__AUFGABE__
Schreiben Sie aus dem Bericht über den Betrugsprozess den Abschnitt wortgetreu ab, der mit den Worten „Die 30-Jährige aus“ beginnt und mit „2018 Lebensglück erfahren.“ endet.

__AUSGEWÄHLTE PASSAGE__
━━━━━━
Die 30-Jährige aus dem Nordosten des Landkreises wirkte zunächst gefasst. Doch nachdem Staatsanwältin Anna Saam die Anklage verlesen hatte, griff die Frau zu einem dreiseitigen Manuskript und wirkte zunehmend aufgelöster. Was ihr vorgeworfen wurde, war ein Betrug. Es ging um einen Warenwert von 99,98 Euro, den sie zu zahlen nicht in der Lage war. Doch obwohl sie das wusste, bestellte die Frau das Parfüm. Das war vor dem 28. Dezember 2018 und liegt somit fast zwei Jahre zurück. Damals, so die junge Frau, habe ihr Leben eine Kehrtwende erfahren. Sei ihr Leben damals von Depressionen beherrscht gewesen, die sie schon zu ähnlichen Vorfällen verleitet hätten, so habe sie nach 2018 Lebensglück erfahren.

"Ich habe mich geändert und möchte mein Glück nicht gefährden. Ich bitte um ein mildes Urteil", flehte die Frau mit tränenerstickter Stimme. Sie berichtete auch von ihrer Fernbeziehung zu einem Mann, der ihr Kind wie ein eigenes annehme und nun über sie erfahren werde, welche Fehler sie vor Jahren gemacht habe bzw., dass sie diesen Fehler vor knapp zwei Jahren neuerlich beging. Ob das die Beziehung aushalten wird? Eine Frage, die sich die 30-Jährige selbst stellte.
━━━━━━
__BEREITGESTELLTES MATERIAL__
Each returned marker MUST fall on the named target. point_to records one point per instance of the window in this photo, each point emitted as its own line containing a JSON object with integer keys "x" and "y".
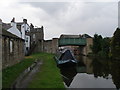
{"x": 26, "y": 39}
{"x": 34, "y": 36}
{"x": 11, "y": 46}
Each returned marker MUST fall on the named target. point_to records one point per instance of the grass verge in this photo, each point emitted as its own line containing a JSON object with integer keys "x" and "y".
{"x": 10, "y": 74}
{"x": 49, "y": 75}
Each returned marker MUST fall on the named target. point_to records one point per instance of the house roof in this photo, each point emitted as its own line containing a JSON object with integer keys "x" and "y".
{"x": 8, "y": 34}
{"x": 75, "y": 36}
{"x": 86, "y": 36}
{"x": 70, "y": 36}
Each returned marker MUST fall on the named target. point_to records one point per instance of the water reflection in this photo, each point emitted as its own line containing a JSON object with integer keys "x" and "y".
{"x": 93, "y": 73}
{"x": 68, "y": 74}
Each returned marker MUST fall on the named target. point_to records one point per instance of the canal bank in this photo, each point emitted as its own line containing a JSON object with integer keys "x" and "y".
{"x": 48, "y": 75}
{"x": 92, "y": 73}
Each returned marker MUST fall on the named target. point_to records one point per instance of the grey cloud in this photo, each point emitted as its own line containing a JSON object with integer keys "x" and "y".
{"x": 78, "y": 18}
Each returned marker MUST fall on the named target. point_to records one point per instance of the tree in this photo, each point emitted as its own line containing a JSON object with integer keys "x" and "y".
{"x": 115, "y": 44}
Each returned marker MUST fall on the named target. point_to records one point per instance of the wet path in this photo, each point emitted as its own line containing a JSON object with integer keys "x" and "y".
{"x": 27, "y": 76}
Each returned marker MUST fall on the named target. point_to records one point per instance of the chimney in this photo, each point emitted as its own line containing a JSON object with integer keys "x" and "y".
{"x": 13, "y": 22}
{"x": 25, "y": 21}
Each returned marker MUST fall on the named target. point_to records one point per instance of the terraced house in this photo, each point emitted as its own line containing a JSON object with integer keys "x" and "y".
{"x": 19, "y": 39}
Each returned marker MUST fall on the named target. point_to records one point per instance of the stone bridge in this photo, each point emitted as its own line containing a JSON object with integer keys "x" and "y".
{"x": 80, "y": 44}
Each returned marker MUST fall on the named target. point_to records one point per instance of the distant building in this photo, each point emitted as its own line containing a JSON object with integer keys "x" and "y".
{"x": 13, "y": 29}
{"x": 24, "y": 29}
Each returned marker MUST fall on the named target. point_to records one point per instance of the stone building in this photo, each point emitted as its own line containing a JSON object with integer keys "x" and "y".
{"x": 51, "y": 46}
{"x": 25, "y": 29}
{"x": 79, "y": 44}
{"x": 12, "y": 48}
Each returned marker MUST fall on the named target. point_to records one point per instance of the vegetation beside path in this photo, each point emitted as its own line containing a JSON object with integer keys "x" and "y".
{"x": 48, "y": 77}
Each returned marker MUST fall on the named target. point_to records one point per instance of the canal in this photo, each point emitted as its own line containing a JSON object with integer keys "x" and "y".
{"x": 92, "y": 73}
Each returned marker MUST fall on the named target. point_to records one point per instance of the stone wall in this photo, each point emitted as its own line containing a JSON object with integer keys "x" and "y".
{"x": 51, "y": 46}
{"x": 87, "y": 48}
{"x": 12, "y": 49}
{"x": 11, "y": 57}
{"x": 0, "y": 44}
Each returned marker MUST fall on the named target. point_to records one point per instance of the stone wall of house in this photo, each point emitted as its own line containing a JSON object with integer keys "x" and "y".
{"x": 12, "y": 48}
{"x": 89, "y": 44}
{"x": 36, "y": 39}
{"x": 51, "y": 46}
{"x": 48, "y": 46}
{"x": 11, "y": 57}
{"x": 55, "y": 45}
{"x": 0, "y": 44}
{"x": 87, "y": 48}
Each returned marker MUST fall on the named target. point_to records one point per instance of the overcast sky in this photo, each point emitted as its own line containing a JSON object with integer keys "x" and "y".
━━━━━━
__ANTWORTFELD__
Die 30-Jährige aus dem Nordosten des Landkreises wirkte zunächst gefasst. Doch nachdem Staatsanwältin Anna Saam die Anklage verlesen hatte, griff die Frau zu einem dreiseitigen Manuskript und wirkte zunehmend aufgelöster. Was ihr vorgeworfen wurde, war ein Betrug. Es ging um einen Warenwert von 99,98 Euro, den sie zu zahlen nicht in der Lage war. Doch obwohl sie das wusste, bestellte die Frau das Parfüm. Das war vor dem 28. Dezember 2018 und liegt somit fast zwei Jahre zurück. Damals, so die junge Frau, habe ihr Leben eine Kehrtwende erfahren. Sei ihr Leben damals von Depressionen beherrscht gewesen, die sie schon zu ähnlichen Vorfällen verleitet hätten, so habe sie nach 2018 Lebensglück erfahren.